### About this task
Retype the entries below line for line, keeping every character unchanged.

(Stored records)
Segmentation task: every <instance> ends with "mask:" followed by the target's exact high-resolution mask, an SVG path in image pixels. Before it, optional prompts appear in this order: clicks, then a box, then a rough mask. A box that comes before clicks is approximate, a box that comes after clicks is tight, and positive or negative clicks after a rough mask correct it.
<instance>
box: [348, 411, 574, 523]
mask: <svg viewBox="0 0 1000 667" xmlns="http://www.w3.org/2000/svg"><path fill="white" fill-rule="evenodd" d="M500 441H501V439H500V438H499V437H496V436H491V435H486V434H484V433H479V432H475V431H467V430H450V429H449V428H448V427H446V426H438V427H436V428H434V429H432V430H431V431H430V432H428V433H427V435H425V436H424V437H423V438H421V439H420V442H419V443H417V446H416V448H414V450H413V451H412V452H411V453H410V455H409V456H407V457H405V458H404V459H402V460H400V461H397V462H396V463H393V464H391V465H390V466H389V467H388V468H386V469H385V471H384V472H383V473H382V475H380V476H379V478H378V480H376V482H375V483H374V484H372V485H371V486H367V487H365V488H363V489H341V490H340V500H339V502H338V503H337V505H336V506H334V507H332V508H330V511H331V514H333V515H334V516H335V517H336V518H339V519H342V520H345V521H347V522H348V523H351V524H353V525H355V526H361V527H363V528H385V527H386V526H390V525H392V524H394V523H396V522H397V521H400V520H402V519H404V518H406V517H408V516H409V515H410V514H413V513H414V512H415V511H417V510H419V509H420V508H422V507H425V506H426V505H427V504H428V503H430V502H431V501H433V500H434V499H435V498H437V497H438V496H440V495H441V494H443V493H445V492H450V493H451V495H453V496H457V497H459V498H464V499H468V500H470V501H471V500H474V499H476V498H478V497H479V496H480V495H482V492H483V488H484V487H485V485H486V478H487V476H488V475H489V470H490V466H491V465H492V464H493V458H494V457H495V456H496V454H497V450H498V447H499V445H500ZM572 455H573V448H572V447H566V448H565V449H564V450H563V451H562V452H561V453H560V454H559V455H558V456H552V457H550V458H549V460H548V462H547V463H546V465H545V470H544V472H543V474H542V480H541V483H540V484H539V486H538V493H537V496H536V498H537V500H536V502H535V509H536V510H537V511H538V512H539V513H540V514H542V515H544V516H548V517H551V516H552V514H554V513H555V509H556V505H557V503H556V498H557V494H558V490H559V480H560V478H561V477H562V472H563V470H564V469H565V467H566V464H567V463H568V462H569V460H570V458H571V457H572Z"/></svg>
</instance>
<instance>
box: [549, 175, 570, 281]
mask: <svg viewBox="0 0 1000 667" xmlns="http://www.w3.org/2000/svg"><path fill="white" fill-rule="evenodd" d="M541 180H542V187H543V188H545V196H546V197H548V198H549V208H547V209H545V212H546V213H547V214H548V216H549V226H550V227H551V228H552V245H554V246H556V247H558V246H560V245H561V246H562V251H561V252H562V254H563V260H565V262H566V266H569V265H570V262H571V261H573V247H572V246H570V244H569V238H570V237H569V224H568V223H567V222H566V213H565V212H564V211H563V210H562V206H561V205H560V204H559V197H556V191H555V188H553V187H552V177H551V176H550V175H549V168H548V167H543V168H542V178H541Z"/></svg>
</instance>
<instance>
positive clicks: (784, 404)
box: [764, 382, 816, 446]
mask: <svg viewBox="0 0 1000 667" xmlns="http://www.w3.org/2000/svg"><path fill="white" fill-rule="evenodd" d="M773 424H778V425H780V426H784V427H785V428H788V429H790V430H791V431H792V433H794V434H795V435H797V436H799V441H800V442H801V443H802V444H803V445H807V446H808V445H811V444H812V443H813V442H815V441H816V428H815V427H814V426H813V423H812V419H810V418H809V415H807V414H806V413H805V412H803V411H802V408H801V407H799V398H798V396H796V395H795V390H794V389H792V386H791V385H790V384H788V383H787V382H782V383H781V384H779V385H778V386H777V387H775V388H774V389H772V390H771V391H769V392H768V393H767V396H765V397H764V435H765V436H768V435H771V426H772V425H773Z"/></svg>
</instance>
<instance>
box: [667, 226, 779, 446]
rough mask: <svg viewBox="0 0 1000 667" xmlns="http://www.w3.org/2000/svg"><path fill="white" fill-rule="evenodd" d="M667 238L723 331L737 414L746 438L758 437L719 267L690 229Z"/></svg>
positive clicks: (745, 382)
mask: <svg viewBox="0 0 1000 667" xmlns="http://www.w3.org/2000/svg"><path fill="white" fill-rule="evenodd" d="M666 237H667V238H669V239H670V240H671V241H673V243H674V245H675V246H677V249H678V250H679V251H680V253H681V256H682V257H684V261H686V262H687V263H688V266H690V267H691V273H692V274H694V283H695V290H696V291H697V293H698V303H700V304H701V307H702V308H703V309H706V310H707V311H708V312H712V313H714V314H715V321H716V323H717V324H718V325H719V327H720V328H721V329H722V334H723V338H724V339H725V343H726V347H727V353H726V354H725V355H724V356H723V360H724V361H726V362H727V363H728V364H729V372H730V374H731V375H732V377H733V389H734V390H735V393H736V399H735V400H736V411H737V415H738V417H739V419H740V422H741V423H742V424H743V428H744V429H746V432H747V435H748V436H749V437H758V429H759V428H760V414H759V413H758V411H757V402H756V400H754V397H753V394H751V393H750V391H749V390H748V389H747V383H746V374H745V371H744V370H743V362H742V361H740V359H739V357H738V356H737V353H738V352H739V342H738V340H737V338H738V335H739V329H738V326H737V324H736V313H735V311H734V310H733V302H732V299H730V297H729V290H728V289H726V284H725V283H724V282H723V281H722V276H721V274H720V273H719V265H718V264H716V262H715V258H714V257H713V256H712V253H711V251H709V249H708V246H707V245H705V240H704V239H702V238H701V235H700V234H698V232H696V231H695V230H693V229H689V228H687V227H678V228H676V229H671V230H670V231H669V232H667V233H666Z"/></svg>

### Solution for this exercise
Segmentation task: every <instance> ends with "mask:" followed by the target's exact high-resolution mask, an SVG path in image pixels. Before it, optional prompts appear in this order: clicks, then a box, then a rough mask. A box that comes before clicks is approximate, a box that comes after clicks is tight, and positive or negative clicks after a rough mask correct it.
<instance>
box: [348, 411, 574, 523]
mask: <svg viewBox="0 0 1000 667" xmlns="http://www.w3.org/2000/svg"><path fill="white" fill-rule="evenodd" d="M500 441H501V439H500V438H499V437H496V436H491V435H486V434H484V433H479V432H475V431H467V430H450V429H449V428H448V427H446V426H438V427H436V428H434V429H432V430H431V431H430V432H428V433H427V435H425V436H424V437H423V438H421V439H420V442H419V443H417V446H416V448H414V450H413V451H412V452H411V453H410V455H409V456H407V457H405V458H404V459H402V460H400V461H397V462H396V463H393V464H391V465H390V466H389V467H388V468H386V469H385V471H384V472H383V473H382V475H380V476H379V478H378V480H376V482H375V483H374V484H372V485H371V486H367V487H365V488H363V489H341V490H340V500H339V502H338V503H337V505H336V506H334V507H332V508H330V511H331V514H333V515H334V516H335V517H336V518H339V519H342V520H345V521H347V522H348V523H351V524H353V525H355V526H361V527H363V528H385V527H386V526H390V525H392V524H394V523H396V522H397V521H400V520H402V519H404V518H406V517H408V516H409V515H410V514H413V513H414V512H415V511H417V510H419V509H420V508H422V507H425V506H426V505H427V504H428V503H430V502H431V501H433V500H434V499H435V498H437V497H438V496H440V495H441V494H443V493H445V492H450V493H451V495H453V496H457V497H459V498H464V499H468V500H470V501H471V500H474V499H476V498H478V497H479V496H480V495H482V492H483V488H484V487H485V485H486V478H487V476H488V475H489V470H490V466H491V465H492V464H493V458H494V457H495V456H496V454H497V450H498V447H499V445H500ZM572 455H573V448H572V447H566V448H565V449H564V450H563V451H562V452H561V453H560V454H559V455H558V456H552V457H550V458H549V460H548V462H547V463H546V465H545V470H544V472H543V474H542V480H541V483H540V484H539V486H538V493H537V496H536V498H537V500H536V502H535V509H536V510H537V511H538V512H539V513H540V514H542V515H544V516H548V517H551V516H552V514H554V513H555V509H556V505H557V503H556V498H557V494H558V490H559V480H560V478H561V477H562V472H563V470H564V469H565V467H566V464H567V463H568V462H569V460H570V458H571V457H572Z"/></svg>
</instance>
<instance>
box: [549, 175, 570, 281]
mask: <svg viewBox="0 0 1000 667" xmlns="http://www.w3.org/2000/svg"><path fill="white" fill-rule="evenodd" d="M541 180H542V187H543V188H545V196H546V197H548V198H549V208H547V209H545V212H546V213H547V214H548V216H549V226H550V227H551V228H552V245H554V246H556V247H558V246H560V245H561V246H562V251H561V252H562V254H563V260H565V262H566V266H569V265H570V262H571V261H573V247H572V246H570V244H569V238H570V237H569V224H568V223H567V222H566V213H565V212H564V211H563V210H562V206H561V205H560V204H559V197H556V191H555V188H553V187H552V177H551V176H550V175H549V168H548V167H543V168H542V178H541Z"/></svg>
</instance>
<instance>
positive clicks: (784, 404)
box: [764, 382, 816, 446]
mask: <svg viewBox="0 0 1000 667" xmlns="http://www.w3.org/2000/svg"><path fill="white" fill-rule="evenodd" d="M773 424H778V425H780V426H784V427H785V428H788V429H790V430H791V431H792V433H794V434H795V435H797V436H799V441H800V442H801V443H802V444H803V445H807V446H808V445H811V444H812V443H813V442H815V441H816V428H815V427H814V426H813V423H812V419H810V418H809V415H807V414H806V413H805V412H803V411H802V408H801V407H799V398H798V396H796V395H795V390H794V389H792V386H791V385H790V384H788V383H787V382H782V383H781V384H779V385H778V386H777V387H775V388H774V389H772V390H771V391H769V392H768V393H767V396H765V397H764V435H765V436H768V435H771V426H772V425H773Z"/></svg>
</instance>
<instance>
box: [667, 226, 779, 446]
rough mask: <svg viewBox="0 0 1000 667" xmlns="http://www.w3.org/2000/svg"><path fill="white" fill-rule="evenodd" d="M667 238L723 331L737 414L746 438L758 437L719 267L690 229Z"/></svg>
positive clicks: (745, 382)
mask: <svg viewBox="0 0 1000 667" xmlns="http://www.w3.org/2000/svg"><path fill="white" fill-rule="evenodd" d="M666 237H667V238H669V239H670V240H671V241H673V243H674V245H675V246H677V249H678V250H679V251H680V253H681V256H682V257H684V261H686V262H687V263H688V266H690V267H691V273H692V274H694V283H695V290H696V291H697V293H698V303H700V304H701V307H702V308H703V309H706V310H707V311H708V312H712V313H714V314H715V321H716V323H717V324H718V325H719V327H720V328H721V329H722V334H723V338H724V339H725V343H726V347H727V353H726V354H725V355H724V356H723V360H724V361H726V362H727V363H728V364H729V372H730V374H731V375H732V377H733V389H734V390H735V393H736V399H735V400H736V411H737V415H738V417H739V419H740V422H741V423H742V424H743V428H744V429H746V432H747V435H748V436H749V437H758V429H759V428H760V414H759V413H758V411H757V402H756V400H754V397H753V394H751V393H750V391H749V390H748V389H747V383H746V374H745V371H744V370H743V362H742V361H740V359H739V357H738V356H737V353H738V352H739V342H738V340H737V338H738V335H739V329H738V326H737V324H736V313H735V311H734V310H733V302H732V299H730V297H729V290H728V289H726V284H725V283H724V282H723V281H722V276H721V274H720V273H719V265H718V264H716V262H715V258H714V257H713V256H712V253H711V251H709V249H708V246H707V245H705V240H704V239H702V238H701V235H700V234H698V232H696V231H695V230H693V229H689V228H687V227H678V228H676V229H671V230H670V231H669V232H667V233H666Z"/></svg>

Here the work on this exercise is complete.